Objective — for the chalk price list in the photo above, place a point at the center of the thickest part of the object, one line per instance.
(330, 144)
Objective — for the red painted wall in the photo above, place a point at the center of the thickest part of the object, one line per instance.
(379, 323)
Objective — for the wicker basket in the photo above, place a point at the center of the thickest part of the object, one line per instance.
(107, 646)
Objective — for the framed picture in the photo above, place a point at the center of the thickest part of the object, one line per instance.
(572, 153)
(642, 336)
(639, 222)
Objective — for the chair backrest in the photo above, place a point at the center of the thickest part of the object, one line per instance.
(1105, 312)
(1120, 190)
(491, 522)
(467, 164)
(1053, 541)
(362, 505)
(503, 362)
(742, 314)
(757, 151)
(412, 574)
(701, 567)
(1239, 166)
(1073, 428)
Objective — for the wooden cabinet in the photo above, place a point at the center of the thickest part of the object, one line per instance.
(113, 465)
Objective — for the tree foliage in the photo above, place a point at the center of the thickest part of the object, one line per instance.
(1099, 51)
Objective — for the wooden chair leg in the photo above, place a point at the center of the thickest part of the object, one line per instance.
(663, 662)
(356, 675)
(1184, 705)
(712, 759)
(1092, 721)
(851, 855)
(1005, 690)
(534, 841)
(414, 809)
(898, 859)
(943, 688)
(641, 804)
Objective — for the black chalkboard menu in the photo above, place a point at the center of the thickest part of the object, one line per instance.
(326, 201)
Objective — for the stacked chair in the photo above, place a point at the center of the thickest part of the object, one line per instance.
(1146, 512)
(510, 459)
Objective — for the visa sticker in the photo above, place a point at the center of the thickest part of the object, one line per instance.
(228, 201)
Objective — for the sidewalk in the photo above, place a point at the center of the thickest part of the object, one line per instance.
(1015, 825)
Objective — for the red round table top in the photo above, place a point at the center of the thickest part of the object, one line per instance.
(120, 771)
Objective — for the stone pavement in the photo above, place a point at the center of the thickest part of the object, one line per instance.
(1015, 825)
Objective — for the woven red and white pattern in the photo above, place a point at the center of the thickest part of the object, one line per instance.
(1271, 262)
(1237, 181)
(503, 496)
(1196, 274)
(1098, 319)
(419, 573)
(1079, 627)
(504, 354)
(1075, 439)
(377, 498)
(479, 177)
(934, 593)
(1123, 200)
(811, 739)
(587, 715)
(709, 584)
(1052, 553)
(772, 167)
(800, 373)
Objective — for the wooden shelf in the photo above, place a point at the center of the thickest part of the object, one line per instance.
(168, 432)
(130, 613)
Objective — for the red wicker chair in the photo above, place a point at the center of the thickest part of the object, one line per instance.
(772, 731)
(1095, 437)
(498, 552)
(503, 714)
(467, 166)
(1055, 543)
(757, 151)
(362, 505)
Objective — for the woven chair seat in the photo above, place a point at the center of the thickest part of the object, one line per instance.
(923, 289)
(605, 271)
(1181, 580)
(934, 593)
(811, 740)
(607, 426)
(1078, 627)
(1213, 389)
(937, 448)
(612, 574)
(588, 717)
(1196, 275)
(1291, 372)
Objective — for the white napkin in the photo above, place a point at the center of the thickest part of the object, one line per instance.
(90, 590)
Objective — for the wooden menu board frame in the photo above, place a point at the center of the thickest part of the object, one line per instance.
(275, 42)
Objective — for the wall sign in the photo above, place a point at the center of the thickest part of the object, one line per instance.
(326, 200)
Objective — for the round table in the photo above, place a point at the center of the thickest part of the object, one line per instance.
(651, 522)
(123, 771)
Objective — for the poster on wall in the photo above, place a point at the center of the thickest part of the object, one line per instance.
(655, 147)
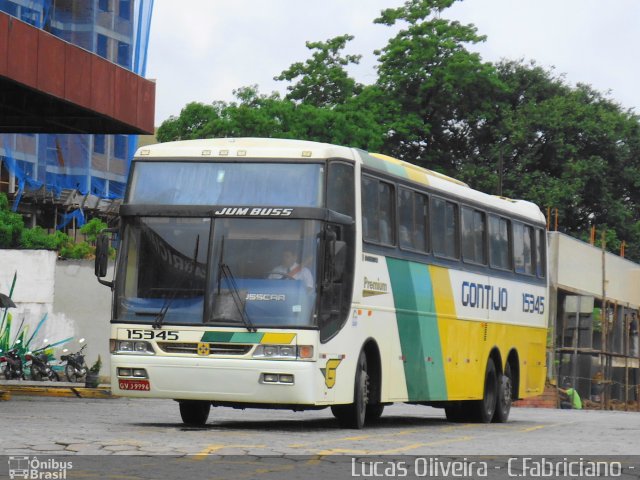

*Task description:*
Reproduce all of the items above verbatim, leaving out the pictures.

*Expected answer:*
Objective — for the chalk price list in the photo above, place a point at the center of the thickest part of the object, one line per instance.
(330, 144)
Objective — for the red painted wall in the photo above, place a point at the center of the thickest part of the object, one line per instance.
(379, 323)
Objective — for the wicker basket in the photo above, place a point at the center of the thickest part of the object, one line per instance.
(107, 646)
Objective — for the framed picture in the photo above, place a point at the center of the thickest part of the object, one line per instance.
(572, 153)
(642, 336)
(639, 222)
Objective — for the chair backrest in the photo above, place a point at the center of the thickest part of the object, one line per instance.
(1105, 312)
(1120, 190)
(491, 522)
(467, 164)
(1053, 541)
(362, 505)
(503, 362)
(742, 314)
(757, 151)
(412, 574)
(701, 567)
(1239, 166)
(1073, 428)
Objective — for the wooden cabinet in the photo above, place a point at the center of the thickest part of the object, one line per instance.
(113, 465)
Objective — for the tree foliage in the photo above, place a point at the center of the thickest part of the object, one line per instance.
(1099, 51)
Objective — for the wooden chair leg in the photo above, place a point at the center of the thickest part of the object, one line per instance.
(663, 662)
(356, 675)
(1184, 705)
(712, 759)
(1092, 721)
(851, 855)
(1005, 690)
(534, 841)
(414, 809)
(898, 859)
(943, 688)
(641, 804)
Objective — for the black chalkboard menu in the photo above, place a point at the center of the thickest part of the object, one line per instance.
(326, 201)
Objective — for the stacked chair in the photo above, place a point at the center of the thickest part of the object, one line per instance.
(1146, 512)
(510, 459)
Objective — for the visa sticker in the photo above, place a point at the center of the thickest part of the object, one line per instance.
(228, 201)
Objective — for the sidewalk in the photo above, place a point at the center of the thickest part of the object, one line per instance.
(1015, 825)
Objective — for the red round table top in the photo above, place a point at the center of the thickest part of the object, one line per instance.
(120, 771)
Objective — for the stone pavement in the photo above, place a point at the center of the thickest part of the object, one line per instance.
(1015, 825)
Objective — for the woven red and white pattern in the photo above, place a point at the center of the thickest part of the object, one line per instance.
(1271, 262)
(1237, 181)
(503, 496)
(1196, 274)
(1098, 319)
(419, 573)
(1079, 627)
(504, 354)
(1075, 439)
(377, 498)
(479, 177)
(934, 593)
(1123, 200)
(811, 739)
(587, 715)
(709, 584)
(1052, 553)
(772, 167)
(800, 373)
Objective — for the wooden shelf in the photo above, place a point at the center of the thickest part of the object, one line per instance.
(168, 432)
(130, 613)
Objective — for the red wicker chair in the photo above, place a point at the center of the thickest part of the object, one line per instance.
(772, 731)
(1095, 437)
(498, 552)
(503, 714)
(467, 166)
(1055, 543)
(757, 151)
(362, 505)
Objective — for the woven chair seat in the photo above, place a point at the center of the thickest part of the object, one line per instance.
(923, 289)
(605, 271)
(1181, 580)
(934, 593)
(811, 740)
(607, 426)
(1078, 627)
(1213, 389)
(937, 448)
(612, 574)
(588, 717)
(1196, 275)
(1291, 372)
Objective — for the white napkin in the photo above, place a point at the center of the thickest part of the object, one line per instance.
(90, 590)
Objective — for the wooden menu board frame in the photo above, place a point at the center of the thickest part of the object, one line per instance.
(275, 42)
Objective — for the wall sign in the photo above, place a point at the center of the thickest part of the object, one line per instance.
(326, 200)
Objective — for the round table in the photo above, place a point at the center of the thickest part of the object, one line per instance.
(651, 522)
(123, 771)
Objective — for the poster on wall in the photo above, place a point at the center of the thickest part of the object, one line per instance.
(655, 147)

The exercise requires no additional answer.